WHAT YOU SHOULD DO:
From the first line to the last, restate the records word for word, skipping the pictures.

Records from a collection:
----------------------------------------

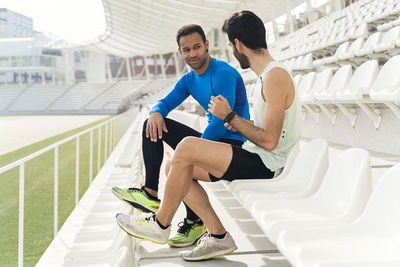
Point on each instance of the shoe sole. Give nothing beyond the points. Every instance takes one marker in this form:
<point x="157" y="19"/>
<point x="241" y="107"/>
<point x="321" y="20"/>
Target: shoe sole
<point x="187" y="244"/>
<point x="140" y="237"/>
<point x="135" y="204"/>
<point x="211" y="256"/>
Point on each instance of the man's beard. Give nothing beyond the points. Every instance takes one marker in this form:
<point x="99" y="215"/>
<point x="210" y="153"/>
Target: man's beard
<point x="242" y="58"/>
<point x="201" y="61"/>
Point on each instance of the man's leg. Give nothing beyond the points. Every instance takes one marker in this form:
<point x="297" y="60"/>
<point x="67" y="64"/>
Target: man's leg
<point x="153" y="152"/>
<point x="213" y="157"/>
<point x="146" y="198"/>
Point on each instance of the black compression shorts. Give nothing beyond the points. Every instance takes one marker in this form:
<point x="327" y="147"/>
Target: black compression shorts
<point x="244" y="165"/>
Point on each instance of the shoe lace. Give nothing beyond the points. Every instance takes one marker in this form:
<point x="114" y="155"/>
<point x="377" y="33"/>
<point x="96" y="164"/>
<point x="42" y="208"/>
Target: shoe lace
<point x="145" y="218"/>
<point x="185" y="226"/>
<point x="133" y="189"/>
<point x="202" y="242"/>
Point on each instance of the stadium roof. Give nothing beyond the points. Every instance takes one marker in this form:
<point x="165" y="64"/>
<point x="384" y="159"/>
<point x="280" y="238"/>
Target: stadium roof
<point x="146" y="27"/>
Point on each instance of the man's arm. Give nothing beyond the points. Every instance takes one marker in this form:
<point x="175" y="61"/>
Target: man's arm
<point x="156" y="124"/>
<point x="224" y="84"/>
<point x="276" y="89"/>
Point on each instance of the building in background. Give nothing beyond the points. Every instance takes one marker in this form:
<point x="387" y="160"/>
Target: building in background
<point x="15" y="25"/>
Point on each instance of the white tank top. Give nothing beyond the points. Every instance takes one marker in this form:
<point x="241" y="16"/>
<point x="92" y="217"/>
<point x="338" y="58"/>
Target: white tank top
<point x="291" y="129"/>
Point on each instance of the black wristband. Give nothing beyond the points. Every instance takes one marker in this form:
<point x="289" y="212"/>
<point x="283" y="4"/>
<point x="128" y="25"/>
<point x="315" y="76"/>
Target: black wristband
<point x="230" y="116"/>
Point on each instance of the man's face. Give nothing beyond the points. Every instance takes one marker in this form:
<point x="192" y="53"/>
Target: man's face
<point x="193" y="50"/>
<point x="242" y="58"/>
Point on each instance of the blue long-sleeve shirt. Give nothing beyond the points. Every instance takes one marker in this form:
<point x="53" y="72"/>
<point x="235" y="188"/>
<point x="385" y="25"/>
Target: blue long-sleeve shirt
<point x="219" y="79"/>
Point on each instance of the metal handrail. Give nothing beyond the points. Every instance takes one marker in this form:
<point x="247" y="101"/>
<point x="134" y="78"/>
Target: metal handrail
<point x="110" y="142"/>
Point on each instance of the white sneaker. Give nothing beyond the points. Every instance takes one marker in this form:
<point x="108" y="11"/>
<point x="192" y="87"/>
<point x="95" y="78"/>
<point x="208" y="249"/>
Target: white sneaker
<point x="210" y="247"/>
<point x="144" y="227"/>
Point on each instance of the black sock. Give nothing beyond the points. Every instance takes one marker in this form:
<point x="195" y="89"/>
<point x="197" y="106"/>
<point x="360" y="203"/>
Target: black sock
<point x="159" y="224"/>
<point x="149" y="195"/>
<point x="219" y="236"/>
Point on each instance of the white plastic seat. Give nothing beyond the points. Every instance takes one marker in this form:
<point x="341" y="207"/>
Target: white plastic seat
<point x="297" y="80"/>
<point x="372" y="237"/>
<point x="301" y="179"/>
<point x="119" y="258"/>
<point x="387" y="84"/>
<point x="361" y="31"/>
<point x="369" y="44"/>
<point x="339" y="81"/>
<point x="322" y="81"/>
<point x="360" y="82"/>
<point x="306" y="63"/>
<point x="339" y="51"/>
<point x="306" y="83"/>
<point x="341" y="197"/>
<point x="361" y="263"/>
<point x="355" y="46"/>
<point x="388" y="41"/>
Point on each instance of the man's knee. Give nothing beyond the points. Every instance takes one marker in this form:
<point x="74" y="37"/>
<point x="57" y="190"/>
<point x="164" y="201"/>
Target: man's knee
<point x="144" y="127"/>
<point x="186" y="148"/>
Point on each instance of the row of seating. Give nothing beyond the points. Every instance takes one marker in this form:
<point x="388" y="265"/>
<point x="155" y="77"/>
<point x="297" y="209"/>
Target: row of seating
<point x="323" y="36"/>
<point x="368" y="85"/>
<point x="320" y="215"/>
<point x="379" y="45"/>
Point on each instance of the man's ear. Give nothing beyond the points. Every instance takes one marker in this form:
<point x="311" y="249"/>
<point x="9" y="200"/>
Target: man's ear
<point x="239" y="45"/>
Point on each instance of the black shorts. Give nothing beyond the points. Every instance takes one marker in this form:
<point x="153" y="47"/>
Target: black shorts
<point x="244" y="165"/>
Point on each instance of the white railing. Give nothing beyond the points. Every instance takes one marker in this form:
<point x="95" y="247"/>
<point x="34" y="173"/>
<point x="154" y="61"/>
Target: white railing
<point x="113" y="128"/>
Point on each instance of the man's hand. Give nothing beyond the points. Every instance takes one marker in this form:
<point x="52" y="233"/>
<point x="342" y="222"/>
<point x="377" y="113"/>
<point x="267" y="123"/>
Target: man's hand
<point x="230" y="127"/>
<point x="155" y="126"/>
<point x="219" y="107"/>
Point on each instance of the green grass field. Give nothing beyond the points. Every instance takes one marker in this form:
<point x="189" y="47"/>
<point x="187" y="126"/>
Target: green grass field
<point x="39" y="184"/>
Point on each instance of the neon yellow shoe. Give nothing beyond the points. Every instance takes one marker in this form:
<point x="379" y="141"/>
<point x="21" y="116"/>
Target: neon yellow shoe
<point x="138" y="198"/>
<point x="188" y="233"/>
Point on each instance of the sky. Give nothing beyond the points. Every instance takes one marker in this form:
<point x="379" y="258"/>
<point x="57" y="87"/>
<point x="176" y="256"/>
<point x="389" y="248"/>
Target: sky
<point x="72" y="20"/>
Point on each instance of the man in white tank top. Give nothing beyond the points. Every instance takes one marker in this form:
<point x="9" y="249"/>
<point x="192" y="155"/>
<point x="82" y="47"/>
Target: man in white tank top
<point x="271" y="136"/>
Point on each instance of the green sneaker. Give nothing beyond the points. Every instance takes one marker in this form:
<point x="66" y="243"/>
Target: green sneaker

----------------------------------------

EXERCISE RESULT:
Point on each instance of the shoe sole. Give nothing beyond the points. Every instance takes one marker in this form:
<point x="157" y="19"/>
<point x="241" y="107"/>
<point x="321" y="20"/>
Target: shoe sole
<point x="187" y="244"/>
<point x="140" y="237"/>
<point x="135" y="204"/>
<point x="211" y="256"/>
Point on each instance of the man's beard. Give nothing beyond the points. Every instance takes one marker in this form:
<point x="99" y="215"/>
<point x="210" y="153"/>
Target: man's beard
<point x="242" y="58"/>
<point x="201" y="61"/>
Point on each instance of the man's leg. Give nothing beyond the points. Every instance takes one marker in this form:
<point x="297" y="60"/>
<point x="67" y="64"/>
Target: man's leg
<point x="153" y="152"/>
<point x="213" y="157"/>
<point x="146" y="198"/>
Point on each instance of the black compression shorts. Give nothing beyond the points. Every instance takes one marker in this form:
<point x="327" y="147"/>
Target: black compression shorts
<point x="244" y="165"/>
Point on each instance of the shoe lace. Give nothing beyond the points. Every instance takes one marker in this form:
<point x="114" y="155"/>
<point x="377" y="33"/>
<point x="96" y="164"/>
<point x="42" y="208"/>
Target: shoe lace
<point x="145" y="218"/>
<point x="185" y="226"/>
<point x="133" y="189"/>
<point x="202" y="242"/>
Point on each instance of the stadium roof. Give nothing beyond the points. Every instance takes one marker in this form:
<point x="165" y="64"/>
<point x="384" y="159"/>
<point x="280" y="238"/>
Target: stadium roof
<point x="146" y="27"/>
Point on each instance of the man's arm. Give nothing beyond the points. Every instance takes one marker in this form:
<point x="175" y="61"/>
Target: man's arm
<point x="156" y="124"/>
<point x="224" y="84"/>
<point x="276" y="89"/>
Point on each instance of the building in background. Give nothing beyond the points. Every instance takes one marker in this form:
<point x="387" y="160"/>
Target: building in background
<point x="15" y="25"/>
Point on each instance of the white tank top. Give nothing beyond the points. Every instance takes one marker in this form:
<point x="241" y="16"/>
<point x="92" y="217"/>
<point x="338" y="58"/>
Target: white tank top
<point x="291" y="129"/>
Point on each instance of the black wristband. Give nothing beyond the points. Every instance takes one marker in this form:
<point x="289" y="212"/>
<point x="283" y="4"/>
<point x="128" y="25"/>
<point x="315" y="76"/>
Target: black wristband
<point x="230" y="116"/>
Point on each instance of the man's face. Give nothing beyond the points. Every instance takes one marker in this form:
<point x="192" y="53"/>
Target: man's face
<point x="193" y="50"/>
<point x="242" y="58"/>
Point on each instance of the blue long-sleeve shirt. Give nothing beyond the points. Every instance takes one marker in this form:
<point x="53" y="72"/>
<point x="235" y="188"/>
<point x="385" y="25"/>
Target: blue long-sleeve shirt
<point x="219" y="79"/>
Point on each instance of the metal handrail. Give nothing beyond the points. Every instance takes one marker in this form:
<point x="247" y="101"/>
<point x="134" y="78"/>
Target: metal handrail
<point x="110" y="142"/>
Point on each instance of the white sneaker. Give nothing beyond the points. Every instance takes one marker in this form:
<point x="108" y="11"/>
<point x="192" y="87"/>
<point x="95" y="78"/>
<point x="208" y="249"/>
Target: white sneaker
<point x="210" y="247"/>
<point x="144" y="227"/>
Point on each instance of the black sock. Give nothing beyond the points. Every instance takes one marker in this form:
<point x="195" y="89"/>
<point x="197" y="106"/>
<point x="360" y="203"/>
Target: black sock
<point x="159" y="224"/>
<point x="149" y="195"/>
<point x="219" y="236"/>
Point on each instance of the white plastic seat. Give nothing beyond the points. Every instance takes one marker in this form:
<point x="341" y="207"/>
Target: white plastic seat
<point x="297" y="80"/>
<point x="372" y="237"/>
<point x="301" y="179"/>
<point x="119" y="258"/>
<point x="387" y="84"/>
<point x="361" y="31"/>
<point x="369" y="44"/>
<point x="339" y="81"/>
<point x="322" y="81"/>
<point x="360" y="82"/>
<point x="306" y="63"/>
<point x="339" y="51"/>
<point x="306" y="83"/>
<point x="341" y="197"/>
<point x="361" y="263"/>
<point x="355" y="46"/>
<point x="388" y="41"/>
Point on each instance of the man's knee. Give nothing beyond the points. Every instance takes one marker in this form:
<point x="74" y="37"/>
<point x="57" y="190"/>
<point x="164" y="201"/>
Target: man's knee
<point x="144" y="127"/>
<point x="186" y="148"/>
Point on each instance of the row of seating. Give nothing beyond the points. Every instance takes one marker in this form:
<point x="388" y="265"/>
<point x="155" y="77"/>
<point x="297" y="209"/>
Target: row of seating
<point x="323" y="36"/>
<point x="368" y="85"/>
<point x="320" y="215"/>
<point x="379" y="45"/>
Point on each instance of the man's ear. Give nothing beyond the points. Every instance takes one marker in this form:
<point x="311" y="249"/>
<point x="9" y="200"/>
Target: man's ear
<point x="239" y="45"/>
Point on each instance of the black shorts. Give nothing beyond the points. Every instance takes one marker in this form:
<point x="153" y="47"/>
Target: black shorts
<point x="244" y="165"/>
Point on each instance of the white railing. Give nothing beyond the points. Every instance takes one marker in this form:
<point x="95" y="247"/>
<point x="34" y="173"/>
<point x="154" y="61"/>
Target: white railing
<point x="113" y="128"/>
Point on each instance of the man's hand. Give nothing beyond the points. Every instance takes one marker in this form:
<point x="52" y="233"/>
<point x="342" y="222"/>
<point x="377" y="113"/>
<point x="267" y="123"/>
Target: man's hand
<point x="230" y="127"/>
<point x="155" y="126"/>
<point x="219" y="107"/>
Point on each instance of the green grass field. Give nothing beyond the points. Every instance takes one marker in this form:
<point x="189" y="47"/>
<point x="187" y="126"/>
Target: green grass field
<point x="39" y="184"/>
Point on each instance of the neon yellow shoe. Give nothing beyond the points. Every instance takes one marker in this form:
<point x="379" y="141"/>
<point x="21" y="116"/>
Target: neon yellow shoe
<point x="138" y="198"/>
<point x="188" y="233"/>
Point on each instance of the sky. Give nothing beyond the points. Every instance takes one marker in this form:
<point x="379" y="258"/>
<point x="57" y="87"/>
<point x="176" y="256"/>
<point x="389" y="248"/>
Target: sky
<point x="72" y="20"/>
Point on each instance of the man in white tank top. Give nothing beyond the points. Every instance takes one marker in this form:
<point x="9" y="249"/>
<point x="192" y="155"/>
<point x="82" y="47"/>
Target: man in white tank top
<point x="271" y="136"/>
Point on each instance of the green sneaker. Give nothing beyond the points. Every instance takes one marker in this form:
<point x="66" y="243"/>
Target: green sneaker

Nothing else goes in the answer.